# Task to complete
Set out exactly every line of the entries below, starting at the line that holds "box: [141, 55, 173, 120]" and stopping after the line that holds "94L188 114L205 110L230".

# Supplied information

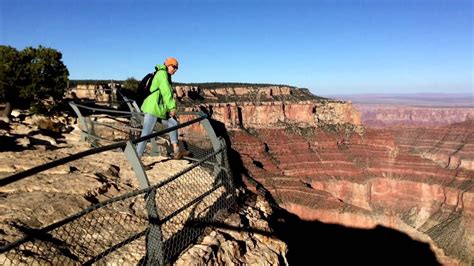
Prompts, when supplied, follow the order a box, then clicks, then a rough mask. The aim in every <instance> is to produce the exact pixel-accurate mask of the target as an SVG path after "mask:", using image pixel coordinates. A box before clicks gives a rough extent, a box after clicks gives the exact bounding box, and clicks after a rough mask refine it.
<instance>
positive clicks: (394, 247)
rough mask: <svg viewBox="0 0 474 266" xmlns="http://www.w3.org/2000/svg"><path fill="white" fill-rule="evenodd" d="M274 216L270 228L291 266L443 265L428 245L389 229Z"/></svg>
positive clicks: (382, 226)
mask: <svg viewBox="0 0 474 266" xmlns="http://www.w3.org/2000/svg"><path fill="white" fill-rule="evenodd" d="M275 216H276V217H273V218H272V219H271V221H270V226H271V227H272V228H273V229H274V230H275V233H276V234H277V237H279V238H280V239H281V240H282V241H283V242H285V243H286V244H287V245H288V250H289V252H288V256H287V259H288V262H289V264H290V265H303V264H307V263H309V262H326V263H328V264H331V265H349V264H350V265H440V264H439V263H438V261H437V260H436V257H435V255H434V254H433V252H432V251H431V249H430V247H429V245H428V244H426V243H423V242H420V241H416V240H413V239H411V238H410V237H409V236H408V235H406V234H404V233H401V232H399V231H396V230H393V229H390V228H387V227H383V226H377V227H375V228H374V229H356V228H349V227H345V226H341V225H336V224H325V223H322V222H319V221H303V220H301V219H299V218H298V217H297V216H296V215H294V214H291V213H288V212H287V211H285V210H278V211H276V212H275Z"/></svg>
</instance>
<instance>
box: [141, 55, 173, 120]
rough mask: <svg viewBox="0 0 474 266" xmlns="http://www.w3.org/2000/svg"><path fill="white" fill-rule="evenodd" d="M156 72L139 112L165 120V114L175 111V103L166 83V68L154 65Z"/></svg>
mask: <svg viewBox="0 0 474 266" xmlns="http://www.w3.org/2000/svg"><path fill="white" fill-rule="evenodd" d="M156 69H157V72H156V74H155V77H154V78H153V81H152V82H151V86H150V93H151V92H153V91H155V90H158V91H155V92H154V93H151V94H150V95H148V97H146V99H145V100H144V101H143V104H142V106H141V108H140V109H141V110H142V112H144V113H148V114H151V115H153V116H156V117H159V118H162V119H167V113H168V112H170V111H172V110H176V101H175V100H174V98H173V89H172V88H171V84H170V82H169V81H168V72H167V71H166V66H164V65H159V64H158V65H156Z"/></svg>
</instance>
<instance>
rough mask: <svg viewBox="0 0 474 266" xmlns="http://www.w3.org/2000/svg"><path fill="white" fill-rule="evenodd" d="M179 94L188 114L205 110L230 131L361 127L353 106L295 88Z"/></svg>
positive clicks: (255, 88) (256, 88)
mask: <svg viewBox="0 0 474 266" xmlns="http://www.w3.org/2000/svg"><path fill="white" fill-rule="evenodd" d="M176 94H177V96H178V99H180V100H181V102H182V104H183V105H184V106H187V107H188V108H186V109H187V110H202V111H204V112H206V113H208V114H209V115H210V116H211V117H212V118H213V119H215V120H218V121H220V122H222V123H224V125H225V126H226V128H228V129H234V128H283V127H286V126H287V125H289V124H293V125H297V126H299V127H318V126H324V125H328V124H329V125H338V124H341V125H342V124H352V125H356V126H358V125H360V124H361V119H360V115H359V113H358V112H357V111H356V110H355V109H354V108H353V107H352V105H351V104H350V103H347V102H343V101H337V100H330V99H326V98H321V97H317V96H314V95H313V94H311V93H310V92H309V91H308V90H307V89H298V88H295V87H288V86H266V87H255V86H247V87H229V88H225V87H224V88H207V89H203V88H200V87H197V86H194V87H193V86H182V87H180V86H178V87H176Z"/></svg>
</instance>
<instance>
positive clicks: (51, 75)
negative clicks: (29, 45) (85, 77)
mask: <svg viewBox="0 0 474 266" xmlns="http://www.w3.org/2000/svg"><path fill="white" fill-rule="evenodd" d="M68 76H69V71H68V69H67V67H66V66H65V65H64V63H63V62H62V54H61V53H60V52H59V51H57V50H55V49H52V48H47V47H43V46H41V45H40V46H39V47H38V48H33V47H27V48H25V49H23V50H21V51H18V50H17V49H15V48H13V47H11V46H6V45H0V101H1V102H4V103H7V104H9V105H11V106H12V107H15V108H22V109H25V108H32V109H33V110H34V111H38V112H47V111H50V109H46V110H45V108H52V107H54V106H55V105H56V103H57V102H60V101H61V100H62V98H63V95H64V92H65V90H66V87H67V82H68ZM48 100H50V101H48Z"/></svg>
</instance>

# Response
box: [141, 55, 173, 120]
rough mask: <svg viewBox="0 0 474 266" xmlns="http://www.w3.org/2000/svg"><path fill="white" fill-rule="evenodd" d="M156 72L139 112L165 120V114L175 111V103L166 83V68L154 65Z"/></svg>
mask: <svg viewBox="0 0 474 266" xmlns="http://www.w3.org/2000/svg"><path fill="white" fill-rule="evenodd" d="M156 69H157V72H156V74H155V77H154V78H153V81H152V82H151V86H150V93H151V92H153V91H155V90H158V91H155V92H154V93H151V94H150V95H148V97H146V99H145V100H144V101H143V104H142V106H141V108H140V109H141V110H142V112H144V113H148V114H151V115H153V116H156V117H159V118H162V119H167V113H168V112H170V111H172V110H176V101H175V100H174V98H173V89H172V88H171V84H170V82H169V81H168V72H167V71H166V66H164V65H159V64H158V65H156Z"/></svg>
</instance>
<instance>
rough mask: <svg viewBox="0 0 474 266" xmlns="http://www.w3.org/2000/svg"><path fill="white" fill-rule="evenodd" d="M179 94L188 114L205 110L230 131L361 127L353 106L295 88Z"/></svg>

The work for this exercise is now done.